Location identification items
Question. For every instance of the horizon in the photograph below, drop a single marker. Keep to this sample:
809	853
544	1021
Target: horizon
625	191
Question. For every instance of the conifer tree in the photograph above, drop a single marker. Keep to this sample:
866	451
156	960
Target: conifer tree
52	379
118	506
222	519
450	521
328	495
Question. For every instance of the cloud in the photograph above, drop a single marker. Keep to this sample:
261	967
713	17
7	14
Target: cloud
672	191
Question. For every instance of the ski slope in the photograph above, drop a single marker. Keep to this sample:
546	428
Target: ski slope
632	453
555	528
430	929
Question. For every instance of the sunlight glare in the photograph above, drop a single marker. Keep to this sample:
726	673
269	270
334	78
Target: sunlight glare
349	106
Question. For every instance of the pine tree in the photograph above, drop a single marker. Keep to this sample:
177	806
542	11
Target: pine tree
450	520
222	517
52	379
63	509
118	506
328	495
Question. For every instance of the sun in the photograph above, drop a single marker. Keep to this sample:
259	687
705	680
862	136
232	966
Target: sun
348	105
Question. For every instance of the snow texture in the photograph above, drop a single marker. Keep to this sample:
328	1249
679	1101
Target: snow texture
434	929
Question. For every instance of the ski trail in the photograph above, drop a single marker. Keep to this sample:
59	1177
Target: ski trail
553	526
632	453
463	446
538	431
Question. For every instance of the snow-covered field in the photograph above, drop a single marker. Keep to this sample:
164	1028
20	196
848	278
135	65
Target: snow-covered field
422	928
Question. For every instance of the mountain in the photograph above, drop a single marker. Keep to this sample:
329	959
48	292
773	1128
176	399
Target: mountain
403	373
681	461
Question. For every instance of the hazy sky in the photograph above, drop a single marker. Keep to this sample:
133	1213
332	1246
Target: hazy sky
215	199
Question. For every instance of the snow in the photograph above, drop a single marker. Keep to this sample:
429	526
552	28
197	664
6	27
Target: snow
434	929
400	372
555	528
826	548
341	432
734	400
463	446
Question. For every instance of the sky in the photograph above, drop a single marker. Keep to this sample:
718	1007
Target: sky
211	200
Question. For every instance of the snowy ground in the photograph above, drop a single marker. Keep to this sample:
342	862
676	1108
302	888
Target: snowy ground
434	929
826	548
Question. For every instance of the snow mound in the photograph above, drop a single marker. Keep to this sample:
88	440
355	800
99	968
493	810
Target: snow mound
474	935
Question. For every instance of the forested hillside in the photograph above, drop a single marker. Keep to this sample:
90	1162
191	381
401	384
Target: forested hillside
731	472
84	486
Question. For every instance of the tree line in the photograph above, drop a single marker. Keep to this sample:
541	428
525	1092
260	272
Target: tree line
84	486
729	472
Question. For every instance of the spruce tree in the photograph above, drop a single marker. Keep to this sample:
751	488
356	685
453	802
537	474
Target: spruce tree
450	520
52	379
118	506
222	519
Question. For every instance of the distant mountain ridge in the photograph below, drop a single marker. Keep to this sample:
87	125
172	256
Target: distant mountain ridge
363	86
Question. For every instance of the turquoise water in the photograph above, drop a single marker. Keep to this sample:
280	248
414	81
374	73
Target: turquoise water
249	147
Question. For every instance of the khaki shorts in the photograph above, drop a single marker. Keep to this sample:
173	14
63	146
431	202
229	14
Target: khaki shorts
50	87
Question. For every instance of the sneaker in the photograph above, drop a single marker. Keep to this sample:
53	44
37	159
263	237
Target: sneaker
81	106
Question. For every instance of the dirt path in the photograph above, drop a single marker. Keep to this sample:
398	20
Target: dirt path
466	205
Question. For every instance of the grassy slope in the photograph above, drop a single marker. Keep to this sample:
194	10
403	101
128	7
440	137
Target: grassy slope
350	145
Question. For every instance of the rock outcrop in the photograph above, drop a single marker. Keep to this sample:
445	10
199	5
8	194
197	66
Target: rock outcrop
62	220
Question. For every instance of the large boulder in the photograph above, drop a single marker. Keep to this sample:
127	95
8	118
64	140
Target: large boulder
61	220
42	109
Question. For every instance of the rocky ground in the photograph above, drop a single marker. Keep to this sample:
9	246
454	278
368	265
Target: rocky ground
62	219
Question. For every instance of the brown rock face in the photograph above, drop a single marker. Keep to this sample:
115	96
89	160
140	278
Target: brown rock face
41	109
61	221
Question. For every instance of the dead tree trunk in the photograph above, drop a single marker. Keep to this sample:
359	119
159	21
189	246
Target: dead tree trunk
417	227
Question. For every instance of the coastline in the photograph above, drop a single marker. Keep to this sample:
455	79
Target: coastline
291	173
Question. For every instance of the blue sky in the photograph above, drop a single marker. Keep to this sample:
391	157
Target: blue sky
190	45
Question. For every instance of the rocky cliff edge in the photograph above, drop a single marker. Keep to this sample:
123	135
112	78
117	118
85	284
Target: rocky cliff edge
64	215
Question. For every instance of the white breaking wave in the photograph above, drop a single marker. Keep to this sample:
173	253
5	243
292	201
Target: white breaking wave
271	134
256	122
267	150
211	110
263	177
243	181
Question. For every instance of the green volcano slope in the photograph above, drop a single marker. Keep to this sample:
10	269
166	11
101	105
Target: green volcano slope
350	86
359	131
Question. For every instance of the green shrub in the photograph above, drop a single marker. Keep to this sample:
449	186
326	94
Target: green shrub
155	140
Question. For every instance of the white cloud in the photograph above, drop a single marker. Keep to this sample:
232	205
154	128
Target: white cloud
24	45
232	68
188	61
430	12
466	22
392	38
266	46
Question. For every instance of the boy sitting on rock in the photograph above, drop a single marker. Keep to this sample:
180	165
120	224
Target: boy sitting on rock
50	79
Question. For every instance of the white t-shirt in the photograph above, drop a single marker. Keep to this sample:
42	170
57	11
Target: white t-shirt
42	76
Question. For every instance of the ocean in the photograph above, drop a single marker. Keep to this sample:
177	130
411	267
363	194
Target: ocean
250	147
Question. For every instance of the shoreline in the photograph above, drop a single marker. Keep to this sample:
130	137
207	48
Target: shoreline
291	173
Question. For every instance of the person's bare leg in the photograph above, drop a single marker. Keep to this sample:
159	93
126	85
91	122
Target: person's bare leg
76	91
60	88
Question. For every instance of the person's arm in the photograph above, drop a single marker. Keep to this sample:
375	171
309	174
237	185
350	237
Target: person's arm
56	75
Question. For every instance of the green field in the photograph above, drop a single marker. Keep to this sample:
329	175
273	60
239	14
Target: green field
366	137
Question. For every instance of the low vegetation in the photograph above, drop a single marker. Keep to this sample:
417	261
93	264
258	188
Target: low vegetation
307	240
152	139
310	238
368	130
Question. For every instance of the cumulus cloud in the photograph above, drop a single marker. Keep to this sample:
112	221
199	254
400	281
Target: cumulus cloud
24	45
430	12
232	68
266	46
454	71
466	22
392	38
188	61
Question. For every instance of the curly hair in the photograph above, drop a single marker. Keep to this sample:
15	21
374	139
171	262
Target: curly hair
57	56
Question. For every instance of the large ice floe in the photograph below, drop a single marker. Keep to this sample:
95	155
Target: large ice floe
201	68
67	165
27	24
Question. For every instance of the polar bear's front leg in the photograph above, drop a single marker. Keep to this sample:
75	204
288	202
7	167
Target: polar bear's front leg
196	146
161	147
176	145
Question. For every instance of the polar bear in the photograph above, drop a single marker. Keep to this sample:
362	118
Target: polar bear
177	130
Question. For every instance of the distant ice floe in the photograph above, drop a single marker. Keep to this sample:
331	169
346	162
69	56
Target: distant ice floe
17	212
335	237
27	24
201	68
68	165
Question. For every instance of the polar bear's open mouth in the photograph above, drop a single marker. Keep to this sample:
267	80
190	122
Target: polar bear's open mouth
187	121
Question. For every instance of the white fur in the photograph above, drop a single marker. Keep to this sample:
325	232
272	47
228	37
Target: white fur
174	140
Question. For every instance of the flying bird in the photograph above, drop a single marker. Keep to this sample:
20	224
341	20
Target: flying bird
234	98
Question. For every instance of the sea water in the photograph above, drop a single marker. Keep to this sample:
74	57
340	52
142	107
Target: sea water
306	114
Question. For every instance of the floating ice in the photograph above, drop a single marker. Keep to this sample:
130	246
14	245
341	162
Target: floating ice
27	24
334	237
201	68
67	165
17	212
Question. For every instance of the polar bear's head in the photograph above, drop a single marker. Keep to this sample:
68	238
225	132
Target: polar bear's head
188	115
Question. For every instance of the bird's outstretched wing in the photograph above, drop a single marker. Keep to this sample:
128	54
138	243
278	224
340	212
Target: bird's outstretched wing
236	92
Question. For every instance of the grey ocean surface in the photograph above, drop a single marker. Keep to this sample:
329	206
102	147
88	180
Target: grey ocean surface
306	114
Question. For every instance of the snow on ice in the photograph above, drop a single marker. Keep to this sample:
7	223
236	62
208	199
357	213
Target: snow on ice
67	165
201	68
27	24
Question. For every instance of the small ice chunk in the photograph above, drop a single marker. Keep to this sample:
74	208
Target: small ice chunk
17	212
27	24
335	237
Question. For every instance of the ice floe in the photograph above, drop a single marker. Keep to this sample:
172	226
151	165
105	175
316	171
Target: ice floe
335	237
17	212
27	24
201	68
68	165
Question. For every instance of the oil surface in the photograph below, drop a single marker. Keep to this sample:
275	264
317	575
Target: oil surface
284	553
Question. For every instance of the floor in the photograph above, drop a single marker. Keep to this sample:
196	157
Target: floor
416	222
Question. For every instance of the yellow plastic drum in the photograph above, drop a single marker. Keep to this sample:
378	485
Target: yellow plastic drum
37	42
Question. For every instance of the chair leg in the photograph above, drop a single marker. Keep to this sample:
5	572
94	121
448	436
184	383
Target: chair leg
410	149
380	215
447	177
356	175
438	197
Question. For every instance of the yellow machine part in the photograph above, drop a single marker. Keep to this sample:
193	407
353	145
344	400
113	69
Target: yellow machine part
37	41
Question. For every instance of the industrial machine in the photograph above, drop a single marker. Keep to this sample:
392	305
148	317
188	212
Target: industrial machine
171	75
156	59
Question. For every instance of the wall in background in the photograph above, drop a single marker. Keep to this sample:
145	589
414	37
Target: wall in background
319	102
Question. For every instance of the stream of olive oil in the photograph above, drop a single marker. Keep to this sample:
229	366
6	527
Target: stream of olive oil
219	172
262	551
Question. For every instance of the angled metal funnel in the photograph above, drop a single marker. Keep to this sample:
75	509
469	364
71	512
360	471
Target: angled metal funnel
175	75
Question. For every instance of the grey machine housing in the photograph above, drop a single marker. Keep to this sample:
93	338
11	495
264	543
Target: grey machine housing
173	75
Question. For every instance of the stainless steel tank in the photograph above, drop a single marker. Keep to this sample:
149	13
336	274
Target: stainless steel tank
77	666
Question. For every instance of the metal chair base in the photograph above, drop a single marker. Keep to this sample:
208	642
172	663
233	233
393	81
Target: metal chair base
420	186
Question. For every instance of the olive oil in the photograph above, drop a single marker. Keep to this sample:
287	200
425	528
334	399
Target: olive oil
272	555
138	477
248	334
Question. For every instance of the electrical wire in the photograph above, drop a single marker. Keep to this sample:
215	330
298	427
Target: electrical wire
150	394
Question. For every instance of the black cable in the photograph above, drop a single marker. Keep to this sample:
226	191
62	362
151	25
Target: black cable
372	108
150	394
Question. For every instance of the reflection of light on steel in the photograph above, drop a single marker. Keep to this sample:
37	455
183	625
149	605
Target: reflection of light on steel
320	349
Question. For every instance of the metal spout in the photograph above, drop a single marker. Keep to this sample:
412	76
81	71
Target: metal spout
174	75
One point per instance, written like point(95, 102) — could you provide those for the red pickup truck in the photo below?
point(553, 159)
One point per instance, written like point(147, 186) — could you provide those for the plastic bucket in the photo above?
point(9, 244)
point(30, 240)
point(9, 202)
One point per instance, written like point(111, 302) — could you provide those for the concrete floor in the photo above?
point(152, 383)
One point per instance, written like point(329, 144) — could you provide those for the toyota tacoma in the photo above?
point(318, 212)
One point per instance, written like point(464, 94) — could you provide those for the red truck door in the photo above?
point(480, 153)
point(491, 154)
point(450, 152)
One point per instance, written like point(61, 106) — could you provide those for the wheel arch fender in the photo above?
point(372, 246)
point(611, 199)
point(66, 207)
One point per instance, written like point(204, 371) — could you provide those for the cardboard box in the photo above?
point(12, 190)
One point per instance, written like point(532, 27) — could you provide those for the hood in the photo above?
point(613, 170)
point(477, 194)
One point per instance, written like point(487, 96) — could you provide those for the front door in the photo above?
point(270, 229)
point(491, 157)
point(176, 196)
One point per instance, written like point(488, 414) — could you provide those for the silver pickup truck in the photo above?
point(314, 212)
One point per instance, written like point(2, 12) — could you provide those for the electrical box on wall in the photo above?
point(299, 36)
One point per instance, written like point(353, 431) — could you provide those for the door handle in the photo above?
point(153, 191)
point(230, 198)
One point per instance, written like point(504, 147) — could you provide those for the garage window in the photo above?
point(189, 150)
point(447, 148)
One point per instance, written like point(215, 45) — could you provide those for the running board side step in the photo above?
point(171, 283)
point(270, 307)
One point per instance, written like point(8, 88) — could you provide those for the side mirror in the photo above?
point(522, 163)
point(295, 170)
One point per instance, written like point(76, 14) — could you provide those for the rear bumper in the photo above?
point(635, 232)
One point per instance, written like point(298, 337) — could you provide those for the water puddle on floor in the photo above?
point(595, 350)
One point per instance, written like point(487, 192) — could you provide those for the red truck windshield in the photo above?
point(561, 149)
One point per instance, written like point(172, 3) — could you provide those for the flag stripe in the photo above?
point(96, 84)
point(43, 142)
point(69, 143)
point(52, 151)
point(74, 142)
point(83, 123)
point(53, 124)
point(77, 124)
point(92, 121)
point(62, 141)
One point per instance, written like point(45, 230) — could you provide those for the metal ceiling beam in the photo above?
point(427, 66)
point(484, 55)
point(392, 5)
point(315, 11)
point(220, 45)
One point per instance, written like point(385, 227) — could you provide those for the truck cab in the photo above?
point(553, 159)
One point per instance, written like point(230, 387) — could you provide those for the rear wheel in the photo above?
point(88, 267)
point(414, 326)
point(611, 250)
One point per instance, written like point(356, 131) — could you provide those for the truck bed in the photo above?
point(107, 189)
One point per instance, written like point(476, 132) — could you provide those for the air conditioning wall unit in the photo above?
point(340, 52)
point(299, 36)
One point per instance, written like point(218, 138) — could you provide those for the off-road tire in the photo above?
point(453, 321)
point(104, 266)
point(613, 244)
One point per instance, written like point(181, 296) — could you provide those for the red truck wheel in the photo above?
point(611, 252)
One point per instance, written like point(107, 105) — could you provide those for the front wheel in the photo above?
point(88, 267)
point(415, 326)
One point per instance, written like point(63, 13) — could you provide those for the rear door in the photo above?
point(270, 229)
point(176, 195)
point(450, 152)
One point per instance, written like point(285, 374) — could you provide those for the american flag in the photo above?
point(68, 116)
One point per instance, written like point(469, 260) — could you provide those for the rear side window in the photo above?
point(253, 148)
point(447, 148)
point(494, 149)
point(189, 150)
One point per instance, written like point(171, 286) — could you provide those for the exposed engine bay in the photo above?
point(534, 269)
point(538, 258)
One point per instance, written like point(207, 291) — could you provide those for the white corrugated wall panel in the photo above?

**Set task:** Render everything above from the line containing "One point per instance, written like point(61, 106)" down to the line containing "point(477, 194)", both included, as a numbered list, leaving out any blank lines.

**Task answer:**
1. One point per instance, written like point(61, 106) — could you provide those for the wheel arch fender in the photo above?
2. point(372, 246)
3. point(611, 199)
4. point(66, 207)
5. One point per instance, written like point(204, 371) — could you provide those for the cardboard box in the photo above?
6. point(12, 190)
7. One point per instance, written like point(532, 27) — could you provide those for the hood in the photo above?
8. point(613, 170)
9. point(477, 194)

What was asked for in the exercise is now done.